PROBLEM TO SOLVE: Convert every line of the records below into a Markdown table with two columns, Row and Line, numbering the rows in order and leaving out blank lines.

[BEGIN DATA SHOWN]

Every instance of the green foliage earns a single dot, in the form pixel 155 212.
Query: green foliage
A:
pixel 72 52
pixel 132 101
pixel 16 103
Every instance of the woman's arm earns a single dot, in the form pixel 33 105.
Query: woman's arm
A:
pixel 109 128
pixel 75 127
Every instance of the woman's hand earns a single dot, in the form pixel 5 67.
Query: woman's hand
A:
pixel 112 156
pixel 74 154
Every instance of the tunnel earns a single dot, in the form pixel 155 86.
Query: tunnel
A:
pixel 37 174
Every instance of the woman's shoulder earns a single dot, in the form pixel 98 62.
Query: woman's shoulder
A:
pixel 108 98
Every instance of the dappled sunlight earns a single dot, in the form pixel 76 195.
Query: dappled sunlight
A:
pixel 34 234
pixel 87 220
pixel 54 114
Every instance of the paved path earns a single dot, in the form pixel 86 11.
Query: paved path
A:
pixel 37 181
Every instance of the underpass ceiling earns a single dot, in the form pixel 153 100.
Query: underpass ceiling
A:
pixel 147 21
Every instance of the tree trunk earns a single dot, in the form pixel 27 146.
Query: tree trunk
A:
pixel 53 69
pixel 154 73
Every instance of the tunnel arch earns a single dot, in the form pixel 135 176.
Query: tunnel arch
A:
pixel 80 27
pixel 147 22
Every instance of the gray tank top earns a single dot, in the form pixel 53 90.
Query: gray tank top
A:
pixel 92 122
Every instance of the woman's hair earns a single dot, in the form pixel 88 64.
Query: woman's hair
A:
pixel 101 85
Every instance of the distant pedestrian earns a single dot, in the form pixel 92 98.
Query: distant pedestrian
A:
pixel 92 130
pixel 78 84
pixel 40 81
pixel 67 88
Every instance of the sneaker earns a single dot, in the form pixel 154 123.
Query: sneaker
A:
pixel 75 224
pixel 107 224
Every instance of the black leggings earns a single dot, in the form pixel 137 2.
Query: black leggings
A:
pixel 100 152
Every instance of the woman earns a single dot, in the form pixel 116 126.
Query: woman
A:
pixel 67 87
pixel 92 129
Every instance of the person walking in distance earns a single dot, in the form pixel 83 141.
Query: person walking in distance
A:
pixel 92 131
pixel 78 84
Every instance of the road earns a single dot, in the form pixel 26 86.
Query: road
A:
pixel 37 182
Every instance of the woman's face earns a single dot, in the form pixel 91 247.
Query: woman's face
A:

[END DATA SHOWN]

SOLVED EXERCISE:
| Row | Line |
|---|---|
| 1 | Every instance of the green foliage earns a single dot, in the form pixel 155 212. |
| 2 | Query: green foliage |
| 3 | A: |
| 4 | pixel 72 52 |
| 5 | pixel 132 101 |
| 6 | pixel 16 103 |
| 7 | Every instance of the woman's arm earns a single dot, in the form pixel 33 105. |
| 8 | Query: woman's arm |
| 9 | A: |
| 10 | pixel 109 128 |
| 11 | pixel 75 127 |
| 12 | Every instance of the woman's hand earns a single dot, in the form pixel 5 67. |
| 13 | Query: woman's hand |
| 14 | A: |
| 15 | pixel 112 156 |
| 16 | pixel 74 154 |
| 17 | Every instance of the tunnel earns a single dot, in the form pixel 155 86. |
| 18 | Query: tunnel |
| 19 | A: |
| 20 | pixel 37 174 |
| 21 | Every instance of the woman's shoulder earns a single dot, in the form pixel 98 62. |
| 22 | Query: woman's shoulder |
| 23 | A: |
| 24 | pixel 108 98 |
| 25 | Every instance of the dappled sunlight earns a single dot, in the form pixel 76 195. |
| 26 | Query: dappled sunlight |
| 27 | A: |
| 28 | pixel 34 234 |
| 29 | pixel 87 220 |
| 30 | pixel 54 114 |
| 31 | Every instance of the paved path earns a single dot, in the form pixel 86 11. |
| 32 | Query: paved path |
| 33 | A: |
| 34 | pixel 37 181 |
| 35 | Every instance of the underpass ceiling earns a single dot, in the form pixel 153 100. |
| 36 | Query: underpass ceiling |
| 37 | A: |
| 38 | pixel 147 21 |
| 39 | Every instance of the tree trunk earns a single dot, in the form pixel 27 146. |
| 40 | Query: tree trunk |
| 41 | A: |
| 42 | pixel 53 69 |
| 43 | pixel 154 73 |
| 44 | Every instance of the tunnel arch earns a single dot, in the form pixel 135 176. |
| 45 | Query: tunnel arch |
| 46 | A: |
| 47 | pixel 80 27 |
| 48 | pixel 147 22 |
| 49 | Every instance of the gray tank top earns a single dot, in the form pixel 53 90. |
| 50 | Query: gray tank top |
| 51 | A: |
| 52 | pixel 92 122 |
| 53 | Every instance of the woman's hair earns a single dot, in the form pixel 88 64. |
| 54 | Query: woman's hair |
| 55 | A: |
| 56 | pixel 101 85 |
| 57 | Every instance of the distant pedestrian earns a single dot, in the form pixel 92 98. |
| 58 | Query: distant pedestrian |
| 59 | A: |
| 60 | pixel 92 130 |
| 61 | pixel 78 84 |
| 62 | pixel 40 81 |
| 63 | pixel 67 88 |
| 64 | Every instance of the sneaker earns a single dot, in the form pixel 154 123. |
| 65 | Query: sneaker |
| 66 | A: |
| 67 | pixel 75 224 |
| 68 | pixel 107 224 |
| 69 | Every instance of the black leggings earns a single dot, in the form pixel 137 2. |
| 70 | Query: black leggings |
| 71 | A: |
| 72 | pixel 100 152 |
| 73 | Every instance of the woman earns a single dot, in the form pixel 116 126. |
| 74 | Query: woman |
| 75 | A: |
| 76 | pixel 67 87 |
| 77 | pixel 92 129 |
| 78 | Every instance of the person walking in distance earns a single dot, in the form pixel 83 141. |
| 79 | Query: person walking in distance |
| 80 | A: |
| 81 | pixel 92 131 |
| 82 | pixel 78 84 |
| 83 | Every instance of the road earns a single dot, in the form pixel 26 86. |
| 84 | Query: road |
| 85 | A: |
| 86 | pixel 37 182 |
| 87 | Every instance of the woman's face earns a single dot, in the form pixel 91 247. |
| 88 | Query: woman's face |
| 89 | A: |